- **REQUIREMENT A**
According to the piece on one-lung ventilation below, what tidal volumes do the authors suggest during one-lung ventilation?
- **REQUIREMENT B**
In the piece on one-lung ventilation below, copy the stretch from "Finally, the authors" through "Paediatr Anaesth 2022;32:346-53." word for word.

One lung ventilation

Myron Yaster MD and Lynne G. Maxwell, MD

Today’s Pediatric Anesthesia Article of the Day is from the special lung and ventilation issue of the Journal Pediatric Anesthesia and it combines a pulmonary topic, one lung ventilation, with another recurrent set of articles in the journal - error traps in pediatric anesthesia practice.  Again, as background, error traps can be defined as single or multiple circumstances that can result in an undesirable consequence such as an accident or complication. Common error traps include distractions/interruptions, first/late shifts, multiple tasks, overconfidence, the physical environment, time pressure, etc.  There are many tools to address error traps such as STAR (Stop, Think, Act, Review) and Event-Free Check (Correct area, component and procedure, Hazard and condition review, Evaluate for error traps, Keep attention on task).  Today’s article is not really about error traps, despite its title and format; rather, it describes common problems with one lung ventilation and how to prevent/solve them.  I’ve included some of the treatment algorithms from the paper that I think many of you will find useful. Myron Yaster MD

Original article

Alina Lazar, Debnath Chatterjee, Thomas Wesley Templeton. Error traps in pediatric one-lung ventilation. Paediatr Anaesth. 2022 Feb;32(2):346-353. PMID: 34767676

“One-lung ventilation (OLV) is commonly used to facilitate surgical exposure for intrathoracic surgeries involving the lungs, pleura, vascular structures, esophagus, mediastinum, thoracic wall, and spine.  Less commonly, anatomical lung isolation is also necessary to prevent soiling from the contralateral lung from pulmonary hemorrhage or empyema, or to allow differential ventilation.  The popularity of video-assisted thoracoscopic surgery (VATS) in children has increased the demand for OLV.”(1,2)  Depending on age and patient size there are essentially 3 commonly use methods to achieve OLV, endobronchial intubation with a cuffed (or uncuffed) tracheal tube, bronchial blockers, and double lumen tubes.  I (MY) have to admit that I can never remember bronchial blocker and double lumen tube sizes and finding them on line or in a textbook is often an exercise in frustration. The authors provided this terrific schematic decision tree diagram which provides this information and we think should be reproduced and placed on your anesthesia work stations.

Another common problem in OLV is how to place a bronchial blocker.(3)  Should it be intra-or extra-luminal with respect to the endotracheal tube?   What’s the best way to place these blockers and insure/confirm proper positioning for lung isolation?  Again the authors provide a terrific figure to help. In addition, they provide problem solving strategies and solutions to the loss of lung isolation during surgery.

Finally, the authors provide solutions to very common problems with OLV, namely how to ventilate the patient and how to treat intraoperative hypoxemia.  They provide clear guidance on ventilatory parameters and another great figure - a treatment algorithm for hypoxemia. They suggest using 4-7 mL/kg tidal volumes, 4 cm PEEP, and peak inspiratory pressures ranging between 21-24 cm pressure.  Finally, they recommend permissive hypercapnia, a topic that we will address in a forthcoming PAAD. 

Myron Yaster MD and Lynne Maxwell MD

References

1.           Lazar A, Chatterjee D, Templeton TW. Error traps in pediatric one-lung ventilation. Paediatr Anaesth 2022;32:346-53.

2.           Templeton TW, Piccioni F, Chatterjee D. An Update on One-Lung Ventilation in Children. Anesth Analg 2021;132:1389-99.

3.           Hammer GB. Single-lung ventilation in infants and children. Paediatr Anaesth 2004;14:98-102.

- **ENTRIES PROVIDED**
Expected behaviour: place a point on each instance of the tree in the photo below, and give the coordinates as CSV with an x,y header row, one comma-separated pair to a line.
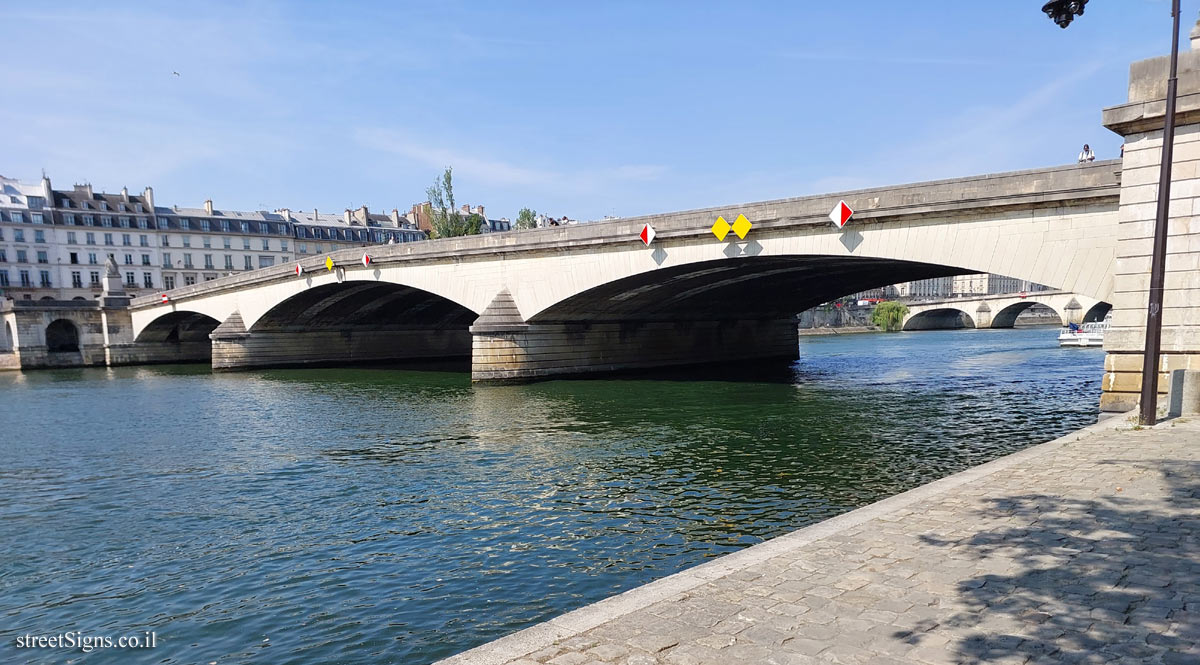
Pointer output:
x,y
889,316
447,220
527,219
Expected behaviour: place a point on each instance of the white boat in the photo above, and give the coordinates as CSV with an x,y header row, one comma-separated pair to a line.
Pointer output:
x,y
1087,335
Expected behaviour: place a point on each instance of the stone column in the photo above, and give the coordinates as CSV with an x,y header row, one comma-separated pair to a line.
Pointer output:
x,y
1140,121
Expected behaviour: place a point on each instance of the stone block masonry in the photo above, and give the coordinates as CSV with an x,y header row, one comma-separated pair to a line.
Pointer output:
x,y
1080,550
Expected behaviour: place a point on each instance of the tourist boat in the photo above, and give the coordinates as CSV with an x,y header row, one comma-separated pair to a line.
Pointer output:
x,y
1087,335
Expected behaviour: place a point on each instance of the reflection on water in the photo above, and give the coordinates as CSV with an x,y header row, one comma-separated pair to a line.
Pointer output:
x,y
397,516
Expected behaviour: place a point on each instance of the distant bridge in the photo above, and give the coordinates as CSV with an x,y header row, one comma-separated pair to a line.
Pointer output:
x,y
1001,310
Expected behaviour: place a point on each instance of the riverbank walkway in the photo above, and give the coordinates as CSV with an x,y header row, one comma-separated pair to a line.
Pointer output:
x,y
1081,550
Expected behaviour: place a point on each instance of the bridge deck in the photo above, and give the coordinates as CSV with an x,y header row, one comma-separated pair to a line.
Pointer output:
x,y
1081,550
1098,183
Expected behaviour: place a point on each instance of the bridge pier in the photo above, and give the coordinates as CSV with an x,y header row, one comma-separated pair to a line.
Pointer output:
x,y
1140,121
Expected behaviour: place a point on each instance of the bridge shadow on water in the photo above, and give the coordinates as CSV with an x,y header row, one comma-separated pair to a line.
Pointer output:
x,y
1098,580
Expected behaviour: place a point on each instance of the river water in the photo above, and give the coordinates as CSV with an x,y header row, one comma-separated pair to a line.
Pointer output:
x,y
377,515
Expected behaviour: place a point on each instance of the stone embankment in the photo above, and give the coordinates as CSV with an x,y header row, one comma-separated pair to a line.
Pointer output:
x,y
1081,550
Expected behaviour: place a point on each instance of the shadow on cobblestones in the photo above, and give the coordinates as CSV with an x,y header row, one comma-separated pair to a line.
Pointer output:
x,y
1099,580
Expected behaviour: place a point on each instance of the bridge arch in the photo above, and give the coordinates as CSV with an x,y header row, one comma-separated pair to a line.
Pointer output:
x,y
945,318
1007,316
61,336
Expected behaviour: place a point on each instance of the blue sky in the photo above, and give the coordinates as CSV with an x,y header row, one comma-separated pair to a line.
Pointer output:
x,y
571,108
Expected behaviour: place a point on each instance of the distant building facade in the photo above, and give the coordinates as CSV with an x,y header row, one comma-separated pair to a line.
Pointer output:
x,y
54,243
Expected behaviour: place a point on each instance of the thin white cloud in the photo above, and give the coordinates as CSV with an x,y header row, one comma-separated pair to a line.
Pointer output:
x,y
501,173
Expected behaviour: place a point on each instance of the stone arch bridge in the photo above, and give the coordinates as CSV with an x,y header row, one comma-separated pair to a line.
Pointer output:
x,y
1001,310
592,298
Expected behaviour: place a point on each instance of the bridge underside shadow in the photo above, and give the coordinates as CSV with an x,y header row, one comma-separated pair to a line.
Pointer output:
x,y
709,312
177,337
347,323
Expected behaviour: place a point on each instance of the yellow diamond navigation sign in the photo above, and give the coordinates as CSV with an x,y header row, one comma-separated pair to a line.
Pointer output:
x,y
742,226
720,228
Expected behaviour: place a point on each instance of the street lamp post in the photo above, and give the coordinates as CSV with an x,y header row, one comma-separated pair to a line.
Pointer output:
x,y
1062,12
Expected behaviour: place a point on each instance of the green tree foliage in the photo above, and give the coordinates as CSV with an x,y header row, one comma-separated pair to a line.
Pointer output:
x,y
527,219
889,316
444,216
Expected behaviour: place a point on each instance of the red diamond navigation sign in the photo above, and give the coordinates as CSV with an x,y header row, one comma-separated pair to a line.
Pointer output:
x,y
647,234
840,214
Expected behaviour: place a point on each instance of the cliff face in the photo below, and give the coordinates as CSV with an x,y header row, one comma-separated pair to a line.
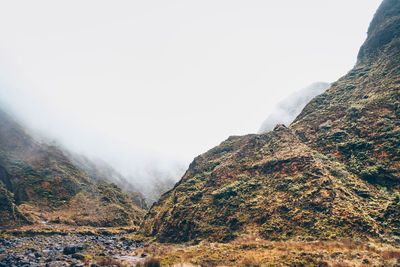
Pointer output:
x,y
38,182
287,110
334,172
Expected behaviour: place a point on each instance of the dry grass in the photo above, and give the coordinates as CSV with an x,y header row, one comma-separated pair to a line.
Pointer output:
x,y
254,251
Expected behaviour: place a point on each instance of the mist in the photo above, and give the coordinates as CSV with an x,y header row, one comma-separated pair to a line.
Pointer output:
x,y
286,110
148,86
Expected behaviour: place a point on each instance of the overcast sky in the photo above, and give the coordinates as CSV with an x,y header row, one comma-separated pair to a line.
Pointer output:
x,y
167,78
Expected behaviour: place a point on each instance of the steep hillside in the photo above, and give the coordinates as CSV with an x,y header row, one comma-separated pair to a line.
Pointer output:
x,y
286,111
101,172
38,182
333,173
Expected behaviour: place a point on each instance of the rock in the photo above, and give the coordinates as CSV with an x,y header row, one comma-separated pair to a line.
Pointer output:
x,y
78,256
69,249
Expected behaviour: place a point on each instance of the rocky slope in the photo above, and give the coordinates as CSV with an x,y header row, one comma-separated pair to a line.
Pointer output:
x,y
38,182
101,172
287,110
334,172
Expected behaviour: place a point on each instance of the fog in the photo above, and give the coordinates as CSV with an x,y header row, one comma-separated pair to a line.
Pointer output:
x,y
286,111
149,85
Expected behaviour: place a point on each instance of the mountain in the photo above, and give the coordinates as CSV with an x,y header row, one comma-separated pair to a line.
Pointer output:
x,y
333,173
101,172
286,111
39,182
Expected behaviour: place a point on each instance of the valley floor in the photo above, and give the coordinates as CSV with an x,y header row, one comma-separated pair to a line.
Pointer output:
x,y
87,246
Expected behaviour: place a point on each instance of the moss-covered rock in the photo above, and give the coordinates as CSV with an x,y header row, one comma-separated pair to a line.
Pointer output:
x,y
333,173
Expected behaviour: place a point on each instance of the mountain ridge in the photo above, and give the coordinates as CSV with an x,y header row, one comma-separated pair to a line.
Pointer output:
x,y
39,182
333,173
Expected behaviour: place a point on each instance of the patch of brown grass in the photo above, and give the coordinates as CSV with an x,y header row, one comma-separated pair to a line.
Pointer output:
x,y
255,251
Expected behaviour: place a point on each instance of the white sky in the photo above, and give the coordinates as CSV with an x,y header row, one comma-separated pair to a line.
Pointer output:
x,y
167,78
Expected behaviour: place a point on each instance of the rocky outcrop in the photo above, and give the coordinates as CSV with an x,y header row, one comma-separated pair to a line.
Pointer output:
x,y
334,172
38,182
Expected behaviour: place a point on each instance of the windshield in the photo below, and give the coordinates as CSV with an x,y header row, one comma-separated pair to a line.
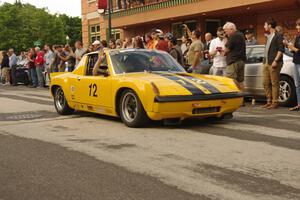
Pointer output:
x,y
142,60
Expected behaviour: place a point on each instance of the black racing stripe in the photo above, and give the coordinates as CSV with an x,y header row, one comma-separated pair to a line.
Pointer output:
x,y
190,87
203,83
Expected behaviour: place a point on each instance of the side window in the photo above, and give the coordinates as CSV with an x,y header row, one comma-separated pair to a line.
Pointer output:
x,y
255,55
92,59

- **TASK ANSWER A**
4-7 mL/kg.

- **TASK ANSWER B**
Finally, the authors provide solutions to very common problems with OLV, namely how to ventilate the patient and how to treat intraoperative hypoxemia.  They provide clear guidance on ventilatory parameters and another great figure - a treatment algorithm for hypoxemia. They suggest using 4-7 mL/kg tidal volumes, 4 cm PEEP, and peak inspiratory pressures ranging between 21-24 cm pressure.  Finally, they recommend permissive hypercapnia, a topic that we will address in a forthcoming PAAD. 

Myron Yaster MD and Lynne Maxwell MD

References

1.           Lazar A, Chatterjee D, Templeton TW. Error traps in pediatric one-lung ventilation. Paediatr Anaesth 2022;32:346-53.